Fragmento del documento:
* * * * * * * * *

Por Luis María Sandoval
Introducción
1. Nuestro
Señor Jesucristo es Rey.
Cristo Jesús, incluso como hombre, es Rey del
Universo, de la Creación entera, que ha de recapitular, esto es, encabezar,
para, sometida, entregarla al Padre. Pero, muy particularmente, es Rey de las
sociedades humanas. Esta es la enseñanza central de la encíclica Quas primas de
Pío XI, estableciendo la fiesta litúrgica de Cristo Rey, en 1925.
Ese particular aspecto del universal dominio de
Cristo Rey, que se resalta especialmente, es lo que se conoce como Realeza Social
de Cristo (también Reinado Social de Cristo, o Soberanía de Cristo).

* * * * * * * * *

Tarea:
Di si cada afirmación concuerda con el fragmento sobre la Realeza Social de Cristo, respondiendo sí o no y citando literalmente las palabras del fragmento que lo deciden.
1. La fiesta litúrgica de Cristo Rey se estableció en 1925.
2. La encíclica Quas primas es de León XIII.
3. Según el fragmento, Cristo es Rey del Universo únicamente en cuanto Dios y no como hombre.

Conjunto de datos:

* * * * * * * * *

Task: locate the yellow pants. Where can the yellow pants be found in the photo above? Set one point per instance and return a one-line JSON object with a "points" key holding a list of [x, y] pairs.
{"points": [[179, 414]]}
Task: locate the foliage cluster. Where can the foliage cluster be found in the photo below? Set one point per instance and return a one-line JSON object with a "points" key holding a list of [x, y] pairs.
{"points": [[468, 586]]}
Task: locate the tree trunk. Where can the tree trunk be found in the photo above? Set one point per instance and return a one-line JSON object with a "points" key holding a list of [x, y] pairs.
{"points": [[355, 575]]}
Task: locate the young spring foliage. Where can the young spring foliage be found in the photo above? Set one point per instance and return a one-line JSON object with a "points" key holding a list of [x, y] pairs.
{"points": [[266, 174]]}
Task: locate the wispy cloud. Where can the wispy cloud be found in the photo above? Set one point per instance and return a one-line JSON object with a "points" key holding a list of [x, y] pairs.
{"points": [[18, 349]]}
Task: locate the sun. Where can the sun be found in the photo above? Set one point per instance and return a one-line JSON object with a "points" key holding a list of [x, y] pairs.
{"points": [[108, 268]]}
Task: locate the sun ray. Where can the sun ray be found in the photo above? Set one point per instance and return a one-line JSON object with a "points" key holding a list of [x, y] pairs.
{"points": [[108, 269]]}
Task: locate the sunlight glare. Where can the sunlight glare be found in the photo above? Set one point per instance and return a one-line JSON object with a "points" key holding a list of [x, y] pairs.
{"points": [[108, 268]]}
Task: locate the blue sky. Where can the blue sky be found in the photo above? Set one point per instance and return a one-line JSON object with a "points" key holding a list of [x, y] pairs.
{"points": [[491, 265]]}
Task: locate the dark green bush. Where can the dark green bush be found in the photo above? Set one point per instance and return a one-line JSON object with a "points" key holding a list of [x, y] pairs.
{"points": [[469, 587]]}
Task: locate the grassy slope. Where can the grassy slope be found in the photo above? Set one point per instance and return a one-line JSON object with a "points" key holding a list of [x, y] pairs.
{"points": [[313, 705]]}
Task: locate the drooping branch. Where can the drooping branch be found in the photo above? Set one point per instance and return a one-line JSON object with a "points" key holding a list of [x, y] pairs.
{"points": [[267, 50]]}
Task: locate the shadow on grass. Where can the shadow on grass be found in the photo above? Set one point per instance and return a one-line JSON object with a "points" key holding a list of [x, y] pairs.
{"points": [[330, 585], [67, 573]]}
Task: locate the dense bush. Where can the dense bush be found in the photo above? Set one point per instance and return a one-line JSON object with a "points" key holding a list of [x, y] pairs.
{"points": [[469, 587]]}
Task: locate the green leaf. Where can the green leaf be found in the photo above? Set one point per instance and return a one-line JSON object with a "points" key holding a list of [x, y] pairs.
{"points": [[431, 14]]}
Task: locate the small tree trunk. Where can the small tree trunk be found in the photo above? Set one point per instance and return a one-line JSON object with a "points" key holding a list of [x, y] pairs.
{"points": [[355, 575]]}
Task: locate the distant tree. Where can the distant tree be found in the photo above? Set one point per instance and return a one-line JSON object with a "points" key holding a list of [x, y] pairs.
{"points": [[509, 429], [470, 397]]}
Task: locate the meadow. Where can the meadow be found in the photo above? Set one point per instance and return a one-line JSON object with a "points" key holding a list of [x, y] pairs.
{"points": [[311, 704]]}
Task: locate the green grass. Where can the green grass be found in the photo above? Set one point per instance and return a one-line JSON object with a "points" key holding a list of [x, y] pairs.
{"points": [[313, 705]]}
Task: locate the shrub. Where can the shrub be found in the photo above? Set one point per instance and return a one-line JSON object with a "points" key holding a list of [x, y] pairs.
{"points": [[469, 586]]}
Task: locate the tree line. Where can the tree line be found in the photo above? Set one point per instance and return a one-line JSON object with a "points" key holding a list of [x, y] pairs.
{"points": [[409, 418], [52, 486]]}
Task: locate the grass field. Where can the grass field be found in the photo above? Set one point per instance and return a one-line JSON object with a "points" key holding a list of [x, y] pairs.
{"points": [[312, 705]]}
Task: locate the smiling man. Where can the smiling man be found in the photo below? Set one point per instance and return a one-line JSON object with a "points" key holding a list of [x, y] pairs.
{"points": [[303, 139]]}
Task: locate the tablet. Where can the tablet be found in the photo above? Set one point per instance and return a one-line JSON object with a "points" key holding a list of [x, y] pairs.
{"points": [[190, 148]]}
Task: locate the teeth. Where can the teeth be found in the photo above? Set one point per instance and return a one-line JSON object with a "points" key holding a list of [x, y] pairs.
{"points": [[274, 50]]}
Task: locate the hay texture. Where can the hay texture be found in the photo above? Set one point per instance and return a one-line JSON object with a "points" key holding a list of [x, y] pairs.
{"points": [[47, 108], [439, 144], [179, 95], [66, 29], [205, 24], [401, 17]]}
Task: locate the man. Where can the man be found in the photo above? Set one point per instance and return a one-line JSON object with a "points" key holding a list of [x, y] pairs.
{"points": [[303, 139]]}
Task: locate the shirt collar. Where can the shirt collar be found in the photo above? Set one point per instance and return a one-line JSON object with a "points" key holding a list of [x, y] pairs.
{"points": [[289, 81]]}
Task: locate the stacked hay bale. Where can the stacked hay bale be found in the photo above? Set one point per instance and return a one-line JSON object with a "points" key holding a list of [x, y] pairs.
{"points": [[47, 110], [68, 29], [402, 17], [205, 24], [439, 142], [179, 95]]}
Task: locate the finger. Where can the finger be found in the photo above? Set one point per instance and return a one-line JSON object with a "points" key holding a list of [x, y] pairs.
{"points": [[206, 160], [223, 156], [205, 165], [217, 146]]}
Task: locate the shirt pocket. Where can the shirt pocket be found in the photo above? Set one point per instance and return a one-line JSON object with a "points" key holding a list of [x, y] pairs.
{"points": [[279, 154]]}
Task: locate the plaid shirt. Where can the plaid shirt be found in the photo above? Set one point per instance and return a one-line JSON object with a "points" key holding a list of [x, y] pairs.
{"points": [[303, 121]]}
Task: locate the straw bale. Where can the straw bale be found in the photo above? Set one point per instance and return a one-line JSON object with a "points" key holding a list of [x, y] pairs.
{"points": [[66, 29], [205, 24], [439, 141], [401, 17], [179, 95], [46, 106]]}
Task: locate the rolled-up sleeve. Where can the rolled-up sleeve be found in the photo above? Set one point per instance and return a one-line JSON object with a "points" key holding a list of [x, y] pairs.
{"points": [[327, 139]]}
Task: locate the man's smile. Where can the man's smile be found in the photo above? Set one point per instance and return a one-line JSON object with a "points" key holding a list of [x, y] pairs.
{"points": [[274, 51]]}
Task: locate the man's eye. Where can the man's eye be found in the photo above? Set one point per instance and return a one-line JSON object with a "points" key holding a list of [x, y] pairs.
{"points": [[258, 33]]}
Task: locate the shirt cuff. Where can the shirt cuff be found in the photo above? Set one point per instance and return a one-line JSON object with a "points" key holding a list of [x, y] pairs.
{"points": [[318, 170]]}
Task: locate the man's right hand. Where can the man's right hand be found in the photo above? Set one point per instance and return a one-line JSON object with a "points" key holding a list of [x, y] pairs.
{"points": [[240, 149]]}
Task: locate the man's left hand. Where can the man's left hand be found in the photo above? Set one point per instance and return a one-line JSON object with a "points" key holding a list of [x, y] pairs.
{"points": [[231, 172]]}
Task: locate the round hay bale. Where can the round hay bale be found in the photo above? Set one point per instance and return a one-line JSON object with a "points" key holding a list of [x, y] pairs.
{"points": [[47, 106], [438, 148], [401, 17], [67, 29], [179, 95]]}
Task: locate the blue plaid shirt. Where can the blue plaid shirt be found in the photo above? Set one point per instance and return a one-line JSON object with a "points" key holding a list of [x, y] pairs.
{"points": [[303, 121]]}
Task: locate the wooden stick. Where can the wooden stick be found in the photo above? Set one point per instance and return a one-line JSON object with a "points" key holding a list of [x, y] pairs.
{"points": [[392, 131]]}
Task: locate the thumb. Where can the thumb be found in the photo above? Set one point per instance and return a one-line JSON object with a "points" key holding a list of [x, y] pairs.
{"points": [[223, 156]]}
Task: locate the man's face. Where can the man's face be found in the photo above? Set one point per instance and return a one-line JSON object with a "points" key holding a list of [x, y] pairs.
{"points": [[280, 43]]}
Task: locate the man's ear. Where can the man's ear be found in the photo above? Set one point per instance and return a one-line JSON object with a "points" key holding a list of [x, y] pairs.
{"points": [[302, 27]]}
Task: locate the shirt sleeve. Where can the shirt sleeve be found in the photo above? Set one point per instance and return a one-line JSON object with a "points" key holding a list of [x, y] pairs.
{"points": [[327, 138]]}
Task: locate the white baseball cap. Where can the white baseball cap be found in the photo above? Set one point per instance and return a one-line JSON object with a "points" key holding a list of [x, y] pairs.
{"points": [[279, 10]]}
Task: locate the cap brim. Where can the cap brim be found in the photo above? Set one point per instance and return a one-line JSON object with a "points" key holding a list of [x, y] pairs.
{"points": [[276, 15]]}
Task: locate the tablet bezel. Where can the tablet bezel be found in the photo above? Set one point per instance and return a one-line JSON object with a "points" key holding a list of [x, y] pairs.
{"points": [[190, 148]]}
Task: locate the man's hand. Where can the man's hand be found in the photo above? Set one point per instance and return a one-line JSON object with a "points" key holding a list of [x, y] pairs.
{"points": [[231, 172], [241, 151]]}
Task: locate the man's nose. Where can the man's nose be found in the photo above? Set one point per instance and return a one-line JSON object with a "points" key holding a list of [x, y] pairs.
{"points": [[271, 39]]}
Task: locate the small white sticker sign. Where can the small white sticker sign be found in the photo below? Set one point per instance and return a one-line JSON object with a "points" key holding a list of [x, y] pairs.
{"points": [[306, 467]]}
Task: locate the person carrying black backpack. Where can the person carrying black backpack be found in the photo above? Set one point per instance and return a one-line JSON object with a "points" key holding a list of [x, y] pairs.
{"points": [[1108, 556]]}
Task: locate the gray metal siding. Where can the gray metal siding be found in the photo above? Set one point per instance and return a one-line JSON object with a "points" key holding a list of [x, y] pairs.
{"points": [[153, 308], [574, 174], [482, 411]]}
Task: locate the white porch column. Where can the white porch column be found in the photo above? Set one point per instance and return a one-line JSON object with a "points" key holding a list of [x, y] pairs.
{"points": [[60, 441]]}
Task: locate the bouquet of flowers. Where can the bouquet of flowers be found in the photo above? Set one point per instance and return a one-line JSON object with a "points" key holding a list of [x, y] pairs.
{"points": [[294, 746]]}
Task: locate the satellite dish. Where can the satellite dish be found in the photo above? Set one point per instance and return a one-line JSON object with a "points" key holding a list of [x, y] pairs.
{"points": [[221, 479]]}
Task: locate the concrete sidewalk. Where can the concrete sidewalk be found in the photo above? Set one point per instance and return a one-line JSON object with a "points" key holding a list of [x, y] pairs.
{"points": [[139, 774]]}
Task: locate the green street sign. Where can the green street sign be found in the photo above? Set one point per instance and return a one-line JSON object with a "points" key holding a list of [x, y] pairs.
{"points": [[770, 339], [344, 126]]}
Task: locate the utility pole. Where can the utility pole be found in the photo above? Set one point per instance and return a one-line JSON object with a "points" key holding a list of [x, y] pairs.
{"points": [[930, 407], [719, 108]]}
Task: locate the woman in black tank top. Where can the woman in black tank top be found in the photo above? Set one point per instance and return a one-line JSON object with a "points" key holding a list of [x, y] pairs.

* * * * * * * * *

Resultado:
1. Sí: «estableciendo la fiesta litúrgica de Cristo Rey, en 1925».
2. No: «la encíclica Quas primas de Pío XI».
3. No: «Cristo Jesús, incluso como hombre, es Rey del Universo».